■ TEXT:
■ ■ ■

Fortnightly logo

How Much Is That Doggie in the Window? The 50s: An Important Yet Maudlin Decade

Hugh Gallagher '56 returns to Claremont not only as an alumnus but also as a scholar, writer, and civil rights activist. He drafted and conceived the very first civil rights legislation for disabled people, the National Architectural Barriers Act of 1968. The breadth of Gallagher's knowledge and successful pursuits are evident in the awards and honors he has won.

Rebounding from his bout with polio, Gallagher wrote about another polio victim, Franklin Delano Roosevelt. FDR's Splendid Deception: The Moving Story of Roosevelt's Massive Disability and the Intense Efforts to Conceal It from the Public (1985) was awarded a medal by the United Nations Writers Society for "distinguished biography." Gallagher's most recent book, By Trust Betrayed: Patients, Physicians, and the License to Kill in the Third Reich (1989), is a selection of the Conservative Book Club as well as praised by the American Library Association.

■ ■ ■

■ GIVEN DATA:

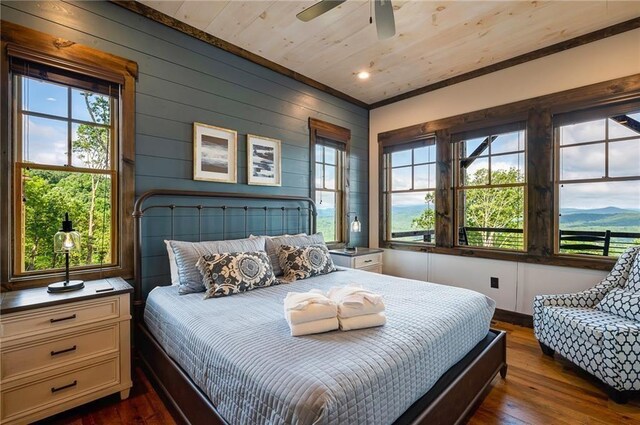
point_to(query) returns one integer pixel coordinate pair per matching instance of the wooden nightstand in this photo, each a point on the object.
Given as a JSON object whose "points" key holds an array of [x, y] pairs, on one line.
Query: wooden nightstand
{"points": [[368, 259], [62, 350]]}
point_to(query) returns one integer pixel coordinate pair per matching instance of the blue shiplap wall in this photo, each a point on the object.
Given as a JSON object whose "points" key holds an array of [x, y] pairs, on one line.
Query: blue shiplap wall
{"points": [[183, 80]]}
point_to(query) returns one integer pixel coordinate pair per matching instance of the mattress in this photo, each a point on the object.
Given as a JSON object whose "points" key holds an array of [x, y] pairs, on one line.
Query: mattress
{"points": [[239, 352]]}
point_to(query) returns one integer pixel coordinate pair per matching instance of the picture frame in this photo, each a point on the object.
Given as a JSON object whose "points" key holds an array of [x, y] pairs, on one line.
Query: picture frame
{"points": [[264, 161], [215, 152]]}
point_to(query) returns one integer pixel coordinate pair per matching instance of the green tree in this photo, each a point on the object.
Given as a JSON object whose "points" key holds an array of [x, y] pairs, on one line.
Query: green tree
{"points": [[86, 196], [494, 207], [92, 148], [427, 220]]}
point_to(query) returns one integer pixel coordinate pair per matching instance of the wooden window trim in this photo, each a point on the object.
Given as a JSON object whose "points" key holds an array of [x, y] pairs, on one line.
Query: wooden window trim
{"points": [[538, 113], [388, 147], [319, 129], [459, 185], [65, 55]]}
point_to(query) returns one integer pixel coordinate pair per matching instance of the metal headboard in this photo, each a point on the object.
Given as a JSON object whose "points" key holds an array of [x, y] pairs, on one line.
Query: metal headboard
{"points": [[303, 208]]}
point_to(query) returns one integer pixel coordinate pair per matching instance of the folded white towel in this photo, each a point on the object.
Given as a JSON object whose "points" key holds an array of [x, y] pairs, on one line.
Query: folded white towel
{"points": [[361, 322], [308, 307], [356, 301], [315, 327]]}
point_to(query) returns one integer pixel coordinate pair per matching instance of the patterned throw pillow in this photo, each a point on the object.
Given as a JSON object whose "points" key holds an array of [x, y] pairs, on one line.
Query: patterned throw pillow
{"points": [[301, 262], [234, 272], [621, 303], [633, 281]]}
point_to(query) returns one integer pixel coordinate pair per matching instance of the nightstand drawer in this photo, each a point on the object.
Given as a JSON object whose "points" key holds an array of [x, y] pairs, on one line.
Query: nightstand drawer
{"points": [[367, 260], [54, 318], [42, 394], [29, 358]]}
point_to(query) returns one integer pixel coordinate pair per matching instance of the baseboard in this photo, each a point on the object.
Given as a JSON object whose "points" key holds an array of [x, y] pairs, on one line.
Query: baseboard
{"points": [[519, 319]]}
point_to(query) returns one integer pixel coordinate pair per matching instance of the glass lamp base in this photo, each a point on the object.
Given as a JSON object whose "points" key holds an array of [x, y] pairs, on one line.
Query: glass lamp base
{"points": [[72, 285]]}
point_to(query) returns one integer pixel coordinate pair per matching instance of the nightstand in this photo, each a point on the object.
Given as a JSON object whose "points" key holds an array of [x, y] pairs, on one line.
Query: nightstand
{"points": [[62, 350], [369, 259]]}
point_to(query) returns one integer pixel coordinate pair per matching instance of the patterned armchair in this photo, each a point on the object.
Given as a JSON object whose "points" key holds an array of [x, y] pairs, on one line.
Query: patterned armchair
{"points": [[598, 329]]}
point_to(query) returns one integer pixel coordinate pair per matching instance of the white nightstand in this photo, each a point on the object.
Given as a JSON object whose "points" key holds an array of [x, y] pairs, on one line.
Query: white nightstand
{"points": [[59, 351], [368, 259]]}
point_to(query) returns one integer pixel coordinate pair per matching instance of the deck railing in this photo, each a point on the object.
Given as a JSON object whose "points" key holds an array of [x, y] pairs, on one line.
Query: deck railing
{"points": [[503, 238]]}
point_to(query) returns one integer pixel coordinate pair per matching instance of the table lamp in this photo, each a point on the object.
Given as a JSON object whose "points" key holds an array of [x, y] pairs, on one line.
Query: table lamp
{"points": [[65, 241], [354, 227]]}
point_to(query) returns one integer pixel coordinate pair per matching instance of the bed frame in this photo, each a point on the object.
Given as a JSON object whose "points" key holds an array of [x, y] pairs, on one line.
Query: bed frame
{"points": [[450, 401]]}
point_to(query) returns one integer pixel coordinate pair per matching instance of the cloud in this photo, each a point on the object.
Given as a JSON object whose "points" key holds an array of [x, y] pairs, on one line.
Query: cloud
{"points": [[45, 141]]}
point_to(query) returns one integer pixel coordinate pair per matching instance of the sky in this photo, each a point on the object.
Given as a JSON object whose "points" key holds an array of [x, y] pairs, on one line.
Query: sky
{"points": [[47, 141]]}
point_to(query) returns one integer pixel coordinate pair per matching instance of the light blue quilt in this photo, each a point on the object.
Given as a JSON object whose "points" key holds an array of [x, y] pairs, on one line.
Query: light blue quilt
{"points": [[239, 351]]}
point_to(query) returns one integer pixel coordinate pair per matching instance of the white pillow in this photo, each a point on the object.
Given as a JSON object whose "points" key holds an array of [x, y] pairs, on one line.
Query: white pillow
{"points": [[173, 266]]}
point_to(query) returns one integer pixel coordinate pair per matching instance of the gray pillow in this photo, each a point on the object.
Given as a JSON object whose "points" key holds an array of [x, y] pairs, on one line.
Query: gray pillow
{"points": [[274, 243], [188, 253]]}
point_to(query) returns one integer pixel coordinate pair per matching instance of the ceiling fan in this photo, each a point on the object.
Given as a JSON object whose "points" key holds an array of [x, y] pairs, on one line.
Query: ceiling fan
{"points": [[385, 24]]}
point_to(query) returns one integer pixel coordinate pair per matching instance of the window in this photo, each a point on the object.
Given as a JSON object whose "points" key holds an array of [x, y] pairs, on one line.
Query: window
{"points": [[409, 191], [69, 120], [598, 181], [65, 145], [330, 159], [490, 187]]}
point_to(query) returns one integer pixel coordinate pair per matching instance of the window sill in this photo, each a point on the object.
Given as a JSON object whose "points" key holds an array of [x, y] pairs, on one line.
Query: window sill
{"points": [[33, 281], [595, 263]]}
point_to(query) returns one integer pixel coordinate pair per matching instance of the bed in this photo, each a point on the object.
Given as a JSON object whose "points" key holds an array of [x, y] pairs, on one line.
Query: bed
{"points": [[232, 360]]}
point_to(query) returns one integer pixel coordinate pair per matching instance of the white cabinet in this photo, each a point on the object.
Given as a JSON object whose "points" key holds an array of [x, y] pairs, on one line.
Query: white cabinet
{"points": [[58, 351], [362, 259]]}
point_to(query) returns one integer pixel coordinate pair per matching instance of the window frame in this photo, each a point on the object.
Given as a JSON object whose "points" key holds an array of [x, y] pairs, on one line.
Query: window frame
{"points": [[327, 134], [19, 163], [386, 177], [457, 140], [580, 116], [538, 113], [66, 58]]}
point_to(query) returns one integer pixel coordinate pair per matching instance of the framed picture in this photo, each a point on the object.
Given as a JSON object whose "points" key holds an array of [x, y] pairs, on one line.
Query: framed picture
{"points": [[263, 161], [214, 153]]}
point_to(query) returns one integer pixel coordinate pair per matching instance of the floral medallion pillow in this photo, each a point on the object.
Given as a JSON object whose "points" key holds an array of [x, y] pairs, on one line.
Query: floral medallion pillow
{"points": [[234, 272], [301, 262], [621, 303]]}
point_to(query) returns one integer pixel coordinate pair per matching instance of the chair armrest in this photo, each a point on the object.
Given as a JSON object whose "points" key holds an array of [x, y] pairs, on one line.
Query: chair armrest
{"points": [[588, 298]]}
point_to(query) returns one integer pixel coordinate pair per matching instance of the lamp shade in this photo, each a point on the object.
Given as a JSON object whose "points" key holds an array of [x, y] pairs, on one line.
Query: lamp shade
{"points": [[356, 226], [67, 239]]}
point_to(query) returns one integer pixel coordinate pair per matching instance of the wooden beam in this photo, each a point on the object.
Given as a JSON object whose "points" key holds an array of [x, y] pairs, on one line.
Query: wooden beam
{"points": [[536, 54], [171, 22]]}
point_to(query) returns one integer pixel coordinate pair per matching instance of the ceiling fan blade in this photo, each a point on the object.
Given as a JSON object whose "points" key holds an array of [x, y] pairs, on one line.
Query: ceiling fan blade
{"points": [[385, 23], [318, 9]]}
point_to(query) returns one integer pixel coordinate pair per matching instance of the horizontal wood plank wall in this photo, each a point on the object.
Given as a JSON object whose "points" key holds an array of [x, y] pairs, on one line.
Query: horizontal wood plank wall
{"points": [[182, 80]]}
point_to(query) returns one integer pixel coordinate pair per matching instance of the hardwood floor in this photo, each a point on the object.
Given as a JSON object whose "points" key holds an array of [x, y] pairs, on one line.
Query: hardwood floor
{"points": [[538, 390]]}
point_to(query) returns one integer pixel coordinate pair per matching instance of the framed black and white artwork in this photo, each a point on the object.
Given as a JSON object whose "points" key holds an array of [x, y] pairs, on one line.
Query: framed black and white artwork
{"points": [[263, 161], [214, 153]]}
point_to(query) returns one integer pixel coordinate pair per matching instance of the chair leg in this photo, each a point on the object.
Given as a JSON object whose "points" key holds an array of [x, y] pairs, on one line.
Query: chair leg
{"points": [[619, 397], [546, 350], [503, 372]]}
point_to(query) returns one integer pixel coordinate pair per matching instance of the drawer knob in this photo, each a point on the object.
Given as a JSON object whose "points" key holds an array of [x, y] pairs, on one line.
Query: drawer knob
{"points": [[64, 387], [55, 353], [73, 316]]}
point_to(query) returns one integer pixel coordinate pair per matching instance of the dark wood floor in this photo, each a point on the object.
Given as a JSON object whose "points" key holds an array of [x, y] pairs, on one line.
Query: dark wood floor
{"points": [[538, 390]]}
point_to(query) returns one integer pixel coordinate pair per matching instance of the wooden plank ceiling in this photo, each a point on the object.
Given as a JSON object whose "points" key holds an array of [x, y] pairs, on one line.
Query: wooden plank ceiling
{"points": [[434, 41]]}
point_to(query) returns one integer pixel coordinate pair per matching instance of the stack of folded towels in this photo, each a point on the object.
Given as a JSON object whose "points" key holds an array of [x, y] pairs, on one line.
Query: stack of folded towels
{"points": [[310, 313], [348, 308], [358, 308]]}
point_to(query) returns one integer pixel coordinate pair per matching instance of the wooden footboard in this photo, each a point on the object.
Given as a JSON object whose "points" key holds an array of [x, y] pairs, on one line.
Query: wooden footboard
{"points": [[449, 402]]}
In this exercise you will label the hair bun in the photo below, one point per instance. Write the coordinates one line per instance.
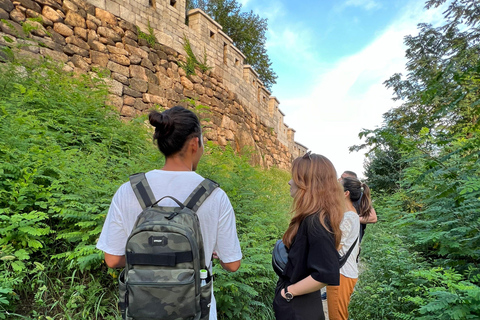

■ ■ ■

■ EXERCISE DIRECTIONS:
Set down the Gallagher profile from "Rebounding from his" up to and including "American Library Association.", word for word. The listing above comes from a source unrelated to the Gallagher profile.

■ RESPONSE:
Rebounding from his bout with polio, Gallagher wrote about another polio victim, Franklin Delano Roosevelt. FDR's Splendid Deception: The Moving Story of Roosevelt's Massive Disability and the Intense Efforts to Conceal It from the Public (1985) was awarded a medal by the United Nations Writers Society for "distinguished biography." Gallagher's most recent book, By Trust Betrayed: Patients, Physicians, and the License to Kill in the Third Reich (1989), is a selection of the Conservative Book Club as well as praised by the American Library Association.